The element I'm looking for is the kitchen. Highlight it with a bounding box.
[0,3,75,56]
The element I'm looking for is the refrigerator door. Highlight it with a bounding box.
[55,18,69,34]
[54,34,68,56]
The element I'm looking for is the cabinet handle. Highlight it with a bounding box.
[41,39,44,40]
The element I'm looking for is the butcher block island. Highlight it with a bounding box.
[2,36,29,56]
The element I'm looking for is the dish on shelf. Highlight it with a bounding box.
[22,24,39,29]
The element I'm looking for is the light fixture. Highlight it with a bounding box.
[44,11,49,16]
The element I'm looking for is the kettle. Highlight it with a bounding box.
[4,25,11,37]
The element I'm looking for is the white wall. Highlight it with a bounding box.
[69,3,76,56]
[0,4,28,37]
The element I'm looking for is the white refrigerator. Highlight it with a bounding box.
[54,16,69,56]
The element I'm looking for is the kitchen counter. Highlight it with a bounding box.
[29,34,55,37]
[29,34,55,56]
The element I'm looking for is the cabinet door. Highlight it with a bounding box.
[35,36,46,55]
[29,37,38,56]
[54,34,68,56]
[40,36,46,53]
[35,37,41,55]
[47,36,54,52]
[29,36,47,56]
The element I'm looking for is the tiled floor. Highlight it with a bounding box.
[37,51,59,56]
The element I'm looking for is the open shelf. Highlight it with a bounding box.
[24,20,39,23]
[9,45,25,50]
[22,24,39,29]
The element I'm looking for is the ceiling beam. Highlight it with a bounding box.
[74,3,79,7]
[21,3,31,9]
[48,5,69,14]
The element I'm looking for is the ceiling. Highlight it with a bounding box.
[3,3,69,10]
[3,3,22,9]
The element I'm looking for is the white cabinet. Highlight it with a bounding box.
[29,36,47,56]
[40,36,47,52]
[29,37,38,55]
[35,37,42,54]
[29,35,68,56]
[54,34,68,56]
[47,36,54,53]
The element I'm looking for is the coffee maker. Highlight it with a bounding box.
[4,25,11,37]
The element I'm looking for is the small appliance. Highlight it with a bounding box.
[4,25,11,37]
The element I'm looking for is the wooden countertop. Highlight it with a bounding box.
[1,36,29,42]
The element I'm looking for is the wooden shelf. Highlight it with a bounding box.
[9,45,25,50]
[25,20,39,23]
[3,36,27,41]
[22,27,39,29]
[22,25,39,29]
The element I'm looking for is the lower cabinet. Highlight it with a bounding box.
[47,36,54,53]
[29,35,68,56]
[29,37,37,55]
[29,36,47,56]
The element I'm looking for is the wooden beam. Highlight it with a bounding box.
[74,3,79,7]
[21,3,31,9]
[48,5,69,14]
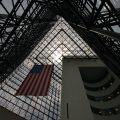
--
Task brief: Once the pictures are removed, return the entries exactly as they stand.

Answer box:
The element I'm looking for is the kitchen. Highlight it with a bounding box.
[0,3,75,56]
The element I'm looking for is the refrigerator door. Highlight it with a bounding box.
[55,18,69,34]
[54,34,68,56]
The element I'm looking for is the cabinet handle. Highlight it with a bounding box.
[41,39,44,40]
The element I'm looking for is the butcher block island. Highlight it with a bounding box.
[2,36,29,56]
The element I'm looking for is the dish on shelf. Highlight it with a bounding box.
[22,24,39,29]
The element I'm looking for is the light fixture. Highlight it with a bounding box.
[44,11,49,16]
The element I'm looking for is the kettle. Highlight it with a bounding box.
[4,25,11,37]
The element I'm looking for is the white wall. Highlight it with a bounding box.
[69,3,76,56]
[0,4,28,37]
The element I'm looking for is the white refrigerator. Highlight it with a bounding box.
[54,16,69,56]
The element I'm looking for is the kitchen counter. Highlight it with a bounding box.
[29,34,55,37]
[29,34,55,56]
The element I'm looking for is the cabinet door. Highlight it with a bounding box.
[35,36,46,55]
[29,37,38,56]
[54,34,68,56]
[40,36,46,53]
[35,37,41,55]
[47,36,54,52]
[29,36,47,56]
The element I'm looking for is the tiled floor. Highlight it with a bounding box.
[37,51,59,56]
The element I'm looking for is the open shelf. Highlight it with a bounding box.
[24,20,39,23]
[9,45,25,50]
[22,24,39,29]
The element I'm looking for is the ceiling beam. Highlight it with a bounding box.
[74,3,79,7]
[21,3,31,9]
[48,5,69,14]
The element I'm looking for is the ceiling. Highlight it with a bounding box.
[3,3,69,10]
[3,3,22,9]
The element I'm looking for is the white cabinet. Highlight it with a bounding box.
[29,36,47,56]
[40,36,47,52]
[29,37,38,55]
[35,37,42,54]
[29,35,68,56]
[54,34,68,56]
[47,36,54,53]
The element I'm looking for is the coffee maker. Highlight it with a bounding box.
[4,25,11,37]
The element I'm looking for is the small appliance. Highlight it with a bounding box.
[4,25,11,37]
The element I'm looking for is the wooden countertop. Highlight it with a bounding box.
[1,36,29,42]
The element I'm looking for is the wooden shelf. Highlight it with a bounding box.
[9,45,25,50]
[25,20,39,23]
[3,36,27,41]
[22,27,39,29]
[22,25,39,29]
The element I'm looking for is the lower cabinet. Highlight it with a bounding box.
[47,36,54,53]
[29,35,68,56]
[29,37,37,55]
[29,36,47,56]
The element I'm looking for is the wooden beam. Highlight it with a bounding box.
[74,3,79,7]
[21,3,31,9]
[48,5,69,14]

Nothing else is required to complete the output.